*** Opening of Document segment ***

During the Iraq War, when the US attacked Fallujah, days after George Bush won re-election, health services were the initial targets of attack...
Jon Schwarz of the Intercept provides a series of examples of the bombing of civilian facilities since 1991 including: Infant Formula Production Plant, Abu Ghraib, Iraq (January 21, 1991), Air Raid Shelter, Amiriyah, Iraq (February 13, 1991), Al Shifa pharmaceutical factory, Khartoum, Sudan (August 20, 1998), Train bombing, Grdelica, Serbia (April 12, 1999), Radio Television Serbia, Belgrade, Serbia (April 23, 1999), Chinese Embassy, Belgrade, Serbia (May 7, 1999), Red Cross complex, Kabul, Afghanistan (October 16 and October 26, 2001), Al Jazeera office, Kabul, Afghanistan (November 13, 2001), Al Jazeera office, Baghdad, Iraq (April 8, 2003), and the Palestine Hotel, Baghdad, Iraq (April 8, 2003).
Throughout the Obama presidency and during the end of the Bush presidency, the US has been using drones to bomb multiple countries. There have consistent reports of drones killing civilians including Obama killing at least 8 Americans.

*** Close of Document segment ***
*** Opening of Given records ***

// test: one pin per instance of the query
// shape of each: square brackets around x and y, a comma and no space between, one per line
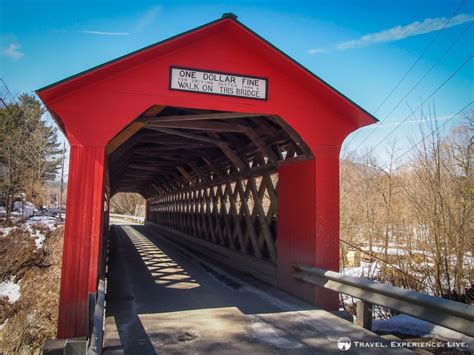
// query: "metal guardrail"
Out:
[450,314]
[97,335]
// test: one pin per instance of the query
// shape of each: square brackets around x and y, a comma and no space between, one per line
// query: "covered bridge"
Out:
[234,146]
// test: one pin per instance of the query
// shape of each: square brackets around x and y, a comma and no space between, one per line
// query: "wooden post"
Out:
[82,238]
[308,222]
[364,314]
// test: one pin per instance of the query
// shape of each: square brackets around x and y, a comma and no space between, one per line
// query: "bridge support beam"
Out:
[308,222]
[82,238]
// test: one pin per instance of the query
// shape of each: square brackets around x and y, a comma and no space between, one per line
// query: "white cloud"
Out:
[317,51]
[104,33]
[148,18]
[400,32]
[12,51]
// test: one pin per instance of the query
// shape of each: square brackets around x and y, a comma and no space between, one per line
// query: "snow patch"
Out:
[367,270]
[10,289]
[266,333]
[408,325]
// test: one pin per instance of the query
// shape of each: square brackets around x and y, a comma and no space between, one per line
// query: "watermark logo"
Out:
[344,343]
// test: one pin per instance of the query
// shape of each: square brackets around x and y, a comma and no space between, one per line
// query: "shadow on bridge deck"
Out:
[160,300]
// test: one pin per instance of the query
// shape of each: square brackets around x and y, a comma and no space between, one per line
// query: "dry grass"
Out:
[33,318]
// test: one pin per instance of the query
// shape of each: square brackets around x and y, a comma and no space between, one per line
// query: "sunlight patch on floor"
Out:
[164,270]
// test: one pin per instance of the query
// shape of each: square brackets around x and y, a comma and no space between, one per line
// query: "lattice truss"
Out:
[211,175]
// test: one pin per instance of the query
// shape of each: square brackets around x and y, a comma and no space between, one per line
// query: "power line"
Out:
[424,101]
[411,67]
[420,80]
[431,134]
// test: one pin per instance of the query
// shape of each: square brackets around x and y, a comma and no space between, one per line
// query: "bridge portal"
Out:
[234,146]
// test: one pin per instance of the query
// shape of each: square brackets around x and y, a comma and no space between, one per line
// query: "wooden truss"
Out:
[210,175]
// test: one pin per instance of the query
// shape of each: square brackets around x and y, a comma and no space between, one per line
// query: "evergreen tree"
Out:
[28,148]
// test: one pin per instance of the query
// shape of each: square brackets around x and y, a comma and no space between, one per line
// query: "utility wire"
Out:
[411,67]
[431,134]
[424,101]
[420,80]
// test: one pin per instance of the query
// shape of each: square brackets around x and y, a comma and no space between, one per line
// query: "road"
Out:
[163,300]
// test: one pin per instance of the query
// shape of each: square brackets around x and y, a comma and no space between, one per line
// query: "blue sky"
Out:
[362,48]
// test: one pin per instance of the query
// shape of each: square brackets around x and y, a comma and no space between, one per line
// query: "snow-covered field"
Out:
[30,224]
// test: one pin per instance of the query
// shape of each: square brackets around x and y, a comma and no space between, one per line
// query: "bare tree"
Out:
[128,203]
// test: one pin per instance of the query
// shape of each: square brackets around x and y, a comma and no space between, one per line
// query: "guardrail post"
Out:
[364,314]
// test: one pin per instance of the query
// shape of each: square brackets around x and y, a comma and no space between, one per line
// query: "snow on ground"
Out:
[50,222]
[10,289]
[408,325]
[366,270]
[47,221]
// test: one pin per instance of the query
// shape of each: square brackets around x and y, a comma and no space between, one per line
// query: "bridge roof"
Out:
[229,26]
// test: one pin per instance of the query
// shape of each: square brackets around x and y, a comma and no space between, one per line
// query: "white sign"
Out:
[216,83]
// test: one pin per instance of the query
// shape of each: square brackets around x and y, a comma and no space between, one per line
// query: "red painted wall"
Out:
[308,223]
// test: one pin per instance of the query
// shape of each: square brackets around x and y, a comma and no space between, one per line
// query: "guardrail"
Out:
[453,315]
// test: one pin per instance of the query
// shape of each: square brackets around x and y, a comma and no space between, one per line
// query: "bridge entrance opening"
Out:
[233,145]
[209,178]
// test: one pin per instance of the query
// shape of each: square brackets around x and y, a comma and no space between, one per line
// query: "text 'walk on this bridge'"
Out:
[237,156]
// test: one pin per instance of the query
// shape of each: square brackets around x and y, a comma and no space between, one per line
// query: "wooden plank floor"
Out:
[160,300]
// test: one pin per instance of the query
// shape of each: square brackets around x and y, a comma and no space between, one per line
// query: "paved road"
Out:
[160,300]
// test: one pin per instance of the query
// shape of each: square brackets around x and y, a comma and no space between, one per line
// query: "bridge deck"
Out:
[161,300]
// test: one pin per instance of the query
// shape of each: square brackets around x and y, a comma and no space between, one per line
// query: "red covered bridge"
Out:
[234,146]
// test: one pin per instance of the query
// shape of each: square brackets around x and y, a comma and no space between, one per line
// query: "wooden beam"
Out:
[186,135]
[205,126]
[205,116]
[186,175]
[122,137]
[154,111]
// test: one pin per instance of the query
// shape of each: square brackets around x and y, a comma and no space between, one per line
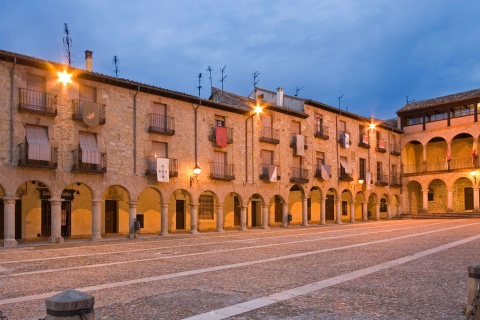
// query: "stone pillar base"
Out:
[10,243]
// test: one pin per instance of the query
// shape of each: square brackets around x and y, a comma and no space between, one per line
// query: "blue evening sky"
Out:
[373,52]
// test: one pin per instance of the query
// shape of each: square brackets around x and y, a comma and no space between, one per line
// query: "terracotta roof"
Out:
[424,104]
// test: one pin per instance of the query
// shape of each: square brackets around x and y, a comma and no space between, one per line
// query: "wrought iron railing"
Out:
[37,102]
[151,166]
[158,123]
[25,161]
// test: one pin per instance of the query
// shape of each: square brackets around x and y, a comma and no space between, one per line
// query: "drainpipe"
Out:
[135,131]
[12,89]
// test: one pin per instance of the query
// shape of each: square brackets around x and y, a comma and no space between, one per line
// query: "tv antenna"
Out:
[297,90]
[67,42]
[224,76]
[255,76]
[209,69]
[115,63]
[339,101]
[199,83]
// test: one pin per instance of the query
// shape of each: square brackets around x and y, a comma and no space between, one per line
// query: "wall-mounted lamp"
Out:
[64,77]
[196,172]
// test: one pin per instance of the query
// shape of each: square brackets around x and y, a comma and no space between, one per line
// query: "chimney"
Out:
[88,60]
[280,97]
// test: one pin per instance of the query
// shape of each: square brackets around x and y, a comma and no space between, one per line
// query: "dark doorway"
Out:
[330,207]
[111,216]
[180,214]
[46,218]
[236,211]
[468,198]
[278,209]
[66,218]
[254,213]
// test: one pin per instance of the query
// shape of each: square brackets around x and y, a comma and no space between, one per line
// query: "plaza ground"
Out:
[396,269]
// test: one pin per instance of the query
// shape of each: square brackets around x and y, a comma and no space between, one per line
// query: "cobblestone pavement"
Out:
[397,269]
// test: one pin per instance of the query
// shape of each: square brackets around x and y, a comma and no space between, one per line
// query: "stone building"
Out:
[439,157]
[89,157]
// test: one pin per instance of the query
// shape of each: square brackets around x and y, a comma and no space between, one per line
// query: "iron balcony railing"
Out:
[322,133]
[269,135]
[25,161]
[293,141]
[395,149]
[158,123]
[78,110]
[382,179]
[264,172]
[78,165]
[299,175]
[213,134]
[319,174]
[37,102]
[151,166]
[222,171]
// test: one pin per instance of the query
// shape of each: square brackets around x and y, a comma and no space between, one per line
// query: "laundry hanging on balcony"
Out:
[38,145]
[221,136]
[163,172]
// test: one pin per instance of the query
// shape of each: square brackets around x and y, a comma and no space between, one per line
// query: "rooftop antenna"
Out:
[255,76]
[209,69]
[115,62]
[199,83]
[67,42]
[222,79]
[339,101]
[297,90]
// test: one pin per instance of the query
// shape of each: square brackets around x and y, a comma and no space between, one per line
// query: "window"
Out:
[206,206]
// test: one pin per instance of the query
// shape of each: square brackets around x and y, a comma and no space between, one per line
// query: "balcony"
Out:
[381,146]
[382,179]
[299,175]
[363,141]
[269,135]
[222,171]
[322,133]
[395,181]
[37,102]
[213,134]
[395,149]
[24,161]
[161,124]
[151,167]
[78,110]
[293,141]
[264,173]
[319,174]
[80,166]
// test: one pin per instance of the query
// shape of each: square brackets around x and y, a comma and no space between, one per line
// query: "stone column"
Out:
[132,215]
[193,218]
[352,212]
[164,219]
[365,211]
[322,211]
[475,199]
[425,201]
[304,212]
[264,217]
[338,212]
[96,220]
[56,224]
[449,200]
[284,214]
[243,218]
[220,218]
[9,222]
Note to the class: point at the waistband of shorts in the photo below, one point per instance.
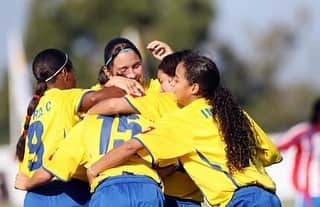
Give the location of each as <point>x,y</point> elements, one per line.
<point>127,177</point>
<point>57,186</point>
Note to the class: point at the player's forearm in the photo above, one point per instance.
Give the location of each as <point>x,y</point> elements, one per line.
<point>112,106</point>
<point>40,177</point>
<point>93,98</point>
<point>115,157</point>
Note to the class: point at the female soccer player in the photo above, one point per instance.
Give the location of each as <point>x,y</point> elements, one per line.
<point>179,189</point>
<point>51,114</point>
<point>123,60</point>
<point>222,149</point>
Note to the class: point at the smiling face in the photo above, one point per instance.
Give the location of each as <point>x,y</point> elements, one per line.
<point>183,91</point>
<point>129,65</point>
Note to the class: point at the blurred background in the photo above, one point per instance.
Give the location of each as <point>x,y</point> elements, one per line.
<point>268,53</point>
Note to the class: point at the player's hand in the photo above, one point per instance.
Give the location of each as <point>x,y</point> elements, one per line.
<point>130,86</point>
<point>159,49</point>
<point>21,181</point>
<point>90,175</point>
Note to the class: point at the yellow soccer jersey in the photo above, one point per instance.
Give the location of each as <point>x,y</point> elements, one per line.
<point>191,135</point>
<point>52,119</point>
<point>96,87</point>
<point>92,138</point>
<point>153,105</point>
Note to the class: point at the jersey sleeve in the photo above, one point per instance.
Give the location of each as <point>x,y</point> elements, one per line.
<point>168,139</point>
<point>153,105</point>
<point>64,163</point>
<point>267,151</point>
<point>74,98</point>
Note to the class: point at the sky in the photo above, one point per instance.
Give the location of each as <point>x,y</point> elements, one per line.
<point>12,16</point>
<point>237,22</point>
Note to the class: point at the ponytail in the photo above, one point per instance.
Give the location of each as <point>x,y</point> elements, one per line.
<point>235,128</point>
<point>41,87</point>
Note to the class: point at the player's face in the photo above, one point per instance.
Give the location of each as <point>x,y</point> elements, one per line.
<point>182,89</point>
<point>129,65</point>
<point>165,81</point>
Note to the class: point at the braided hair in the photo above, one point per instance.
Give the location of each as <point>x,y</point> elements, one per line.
<point>45,67</point>
<point>111,50</point>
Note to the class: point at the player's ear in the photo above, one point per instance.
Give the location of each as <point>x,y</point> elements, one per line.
<point>195,89</point>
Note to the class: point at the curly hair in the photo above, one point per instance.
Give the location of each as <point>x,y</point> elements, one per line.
<point>233,124</point>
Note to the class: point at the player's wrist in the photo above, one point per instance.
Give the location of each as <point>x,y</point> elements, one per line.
<point>92,172</point>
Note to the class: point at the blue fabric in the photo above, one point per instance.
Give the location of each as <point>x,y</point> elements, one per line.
<point>127,191</point>
<point>254,196</point>
<point>177,202</point>
<point>74,193</point>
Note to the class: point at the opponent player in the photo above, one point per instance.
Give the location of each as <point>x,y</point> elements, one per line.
<point>51,114</point>
<point>220,146</point>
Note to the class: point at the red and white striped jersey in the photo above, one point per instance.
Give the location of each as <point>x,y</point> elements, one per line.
<point>306,166</point>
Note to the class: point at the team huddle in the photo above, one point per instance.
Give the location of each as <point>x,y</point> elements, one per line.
<point>180,140</point>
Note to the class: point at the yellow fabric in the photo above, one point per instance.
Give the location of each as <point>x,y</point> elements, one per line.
<point>191,130</point>
<point>54,116</point>
<point>85,145</point>
<point>96,87</point>
<point>153,105</point>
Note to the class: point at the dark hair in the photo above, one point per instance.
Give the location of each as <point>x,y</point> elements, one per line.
<point>45,67</point>
<point>111,50</point>
<point>169,63</point>
<point>233,124</point>
<point>315,114</point>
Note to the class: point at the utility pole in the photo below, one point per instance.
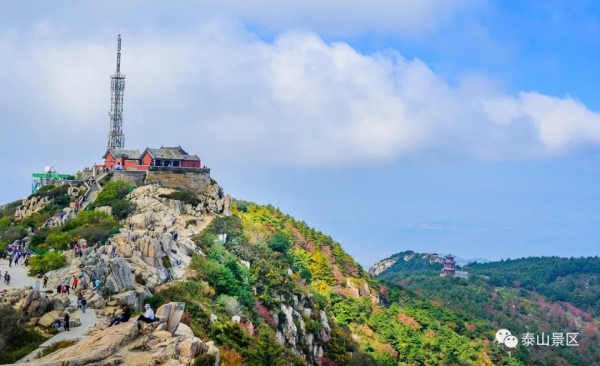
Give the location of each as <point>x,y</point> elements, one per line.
<point>116,137</point>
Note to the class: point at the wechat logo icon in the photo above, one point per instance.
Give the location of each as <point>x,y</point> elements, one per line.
<point>504,337</point>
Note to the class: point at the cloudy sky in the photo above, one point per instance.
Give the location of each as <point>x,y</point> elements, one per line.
<point>460,126</point>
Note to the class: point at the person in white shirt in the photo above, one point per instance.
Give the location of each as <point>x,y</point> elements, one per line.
<point>148,316</point>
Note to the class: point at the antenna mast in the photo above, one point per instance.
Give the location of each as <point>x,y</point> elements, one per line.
<point>116,138</point>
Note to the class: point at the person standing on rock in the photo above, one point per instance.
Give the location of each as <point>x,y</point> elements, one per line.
<point>125,315</point>
<point>148,316</point>
<point>67,319</point>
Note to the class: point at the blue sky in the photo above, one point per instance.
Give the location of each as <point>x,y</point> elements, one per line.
<point>461,126</point>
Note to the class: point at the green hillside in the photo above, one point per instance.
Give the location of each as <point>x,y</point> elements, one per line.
<point>371,323</point>
<point>290,283</point>
<point>548,294</point>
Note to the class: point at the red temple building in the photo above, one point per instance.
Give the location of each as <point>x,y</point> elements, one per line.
<point>449,266</point>
<point>170,157</point>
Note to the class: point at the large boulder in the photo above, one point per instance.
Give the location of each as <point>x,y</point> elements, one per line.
<point>190,348</point>
<point>106,209</point>
<point>120,278</point>
<point>48,319</point>
<point>172,313</point>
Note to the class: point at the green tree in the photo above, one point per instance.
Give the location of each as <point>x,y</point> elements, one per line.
<point>279,243</point>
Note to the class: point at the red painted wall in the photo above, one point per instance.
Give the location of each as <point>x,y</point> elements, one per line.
<point>146,159</point>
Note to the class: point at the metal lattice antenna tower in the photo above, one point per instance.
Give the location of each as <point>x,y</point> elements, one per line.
<point>116,138</point>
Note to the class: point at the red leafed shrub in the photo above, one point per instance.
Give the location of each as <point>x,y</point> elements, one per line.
<point>263,312</point>
<point>384,291</point>
<point>352,271</point>
<point>337,274</point>
<point>409,321</point>
<point>387,348</point>
<point>322,361</point>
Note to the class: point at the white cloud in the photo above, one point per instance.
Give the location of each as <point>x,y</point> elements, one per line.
<point>226,95</point>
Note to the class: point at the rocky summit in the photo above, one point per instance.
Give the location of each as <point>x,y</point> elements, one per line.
<point>231,282</point>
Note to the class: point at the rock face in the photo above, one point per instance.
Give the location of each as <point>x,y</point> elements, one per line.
<point>31,205</point>
<point>172,312</point>
<point>120,278</point>
<point>36,306</point>
<point>126,344</point>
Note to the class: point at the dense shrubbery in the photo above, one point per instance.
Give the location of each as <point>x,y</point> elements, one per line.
<point>113,194</point>
<point>410,331</point>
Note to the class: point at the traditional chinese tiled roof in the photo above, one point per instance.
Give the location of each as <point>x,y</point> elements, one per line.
<point>118,153</point>
<point>173,153</point>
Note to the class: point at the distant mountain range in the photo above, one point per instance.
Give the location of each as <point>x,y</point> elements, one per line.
<point>527,295</point>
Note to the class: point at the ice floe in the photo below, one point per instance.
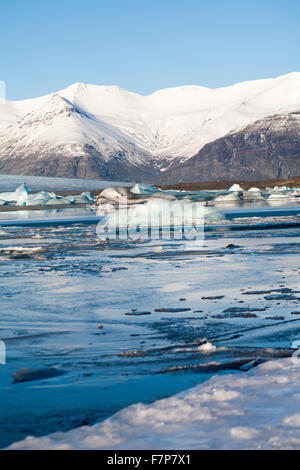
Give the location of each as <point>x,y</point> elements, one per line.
<point>23,197</point>
<point>258,409</point>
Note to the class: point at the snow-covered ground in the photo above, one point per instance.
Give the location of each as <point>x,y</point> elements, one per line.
<point>256,410</point>
<point>170,123</point>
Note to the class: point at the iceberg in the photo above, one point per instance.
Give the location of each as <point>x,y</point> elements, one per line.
<point>23,197</point>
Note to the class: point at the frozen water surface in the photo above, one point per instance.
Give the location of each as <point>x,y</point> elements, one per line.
<point>92,326</point>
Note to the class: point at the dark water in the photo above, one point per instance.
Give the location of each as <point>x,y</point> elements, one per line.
<point>58,283</point>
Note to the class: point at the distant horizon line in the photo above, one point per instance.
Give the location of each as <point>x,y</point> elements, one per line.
<point>4,87</point>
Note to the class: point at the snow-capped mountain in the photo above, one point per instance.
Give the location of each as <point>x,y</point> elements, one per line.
<point>108,132</point>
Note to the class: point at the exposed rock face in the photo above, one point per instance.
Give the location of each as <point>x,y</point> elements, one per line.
<point>38,145</point>
<point>249,131</point>
<point>268,148</point>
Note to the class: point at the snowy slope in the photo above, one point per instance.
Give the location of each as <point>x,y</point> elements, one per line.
<point>170,123</point>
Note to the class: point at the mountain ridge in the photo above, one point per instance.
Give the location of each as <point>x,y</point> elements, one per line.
<point>117,133</point>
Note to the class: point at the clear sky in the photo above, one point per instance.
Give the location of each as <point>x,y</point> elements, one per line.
<point>46,45</point>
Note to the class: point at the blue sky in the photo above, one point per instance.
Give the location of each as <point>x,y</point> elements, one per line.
<point>143,46</point>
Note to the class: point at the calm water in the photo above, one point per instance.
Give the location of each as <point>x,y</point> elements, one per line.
<point>54,297</point>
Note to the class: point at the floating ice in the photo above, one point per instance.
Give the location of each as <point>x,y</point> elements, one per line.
<point>252,410</point>
<point>235,187</point>
<point>141,193</point>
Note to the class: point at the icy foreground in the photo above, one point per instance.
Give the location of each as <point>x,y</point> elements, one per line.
<point>254,410</point>
<point>90,131</point>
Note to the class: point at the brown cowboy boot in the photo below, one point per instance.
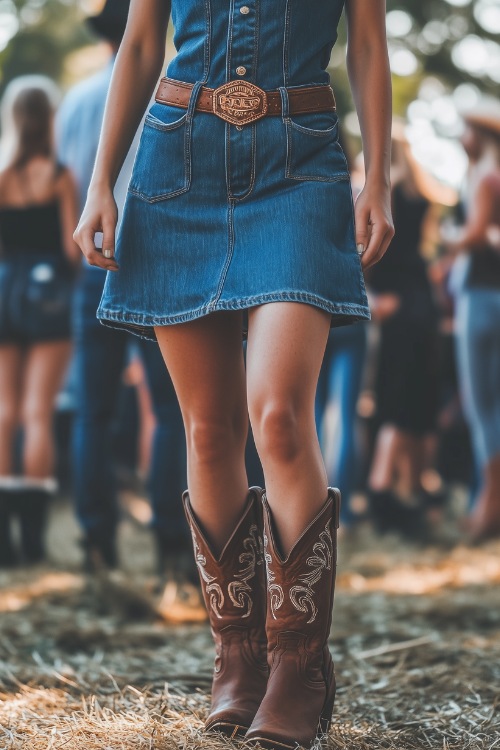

*** Close of Given records ***

▶ **Complete the following**:
(A) In the passage on US strikes against civilian sites, what date is given for the bombing of the Chinese Embassy in Belgrade?
(B) Continue the passage on US strikes against civilian sites from the point where it stops.

▶ **Task-by-task answers**:
(A) May 7, 1999

(B)
This week the Obama administration took these killings a step further, trying to deny legal access to the victims’ families by seeking dismissal of their case. The US is seeing protests even in allied Germany against their use of drones. Efforts to bring transparency to the use of drones have resulted in blacked-out responses to FOIA requests.
This week the US moved toward direct confrontation with Russia and China. In Syria, the US is engaged in an unauthorized war supposedly against the Islamic State in Syria, but also to achieve its long term goal of putting in place a US friendly government in Syria.
There is a lot of misinformation and confusion about this war, which has now been joined by Russian aerial attacks. Unlike the US, Russia was asked by the Syrian government to help prevent terrorist attacks in Syria. The US has been covertly using the CIA for ground operations with supposed moderate Syrian terrorists while also conducting an aerial campaign.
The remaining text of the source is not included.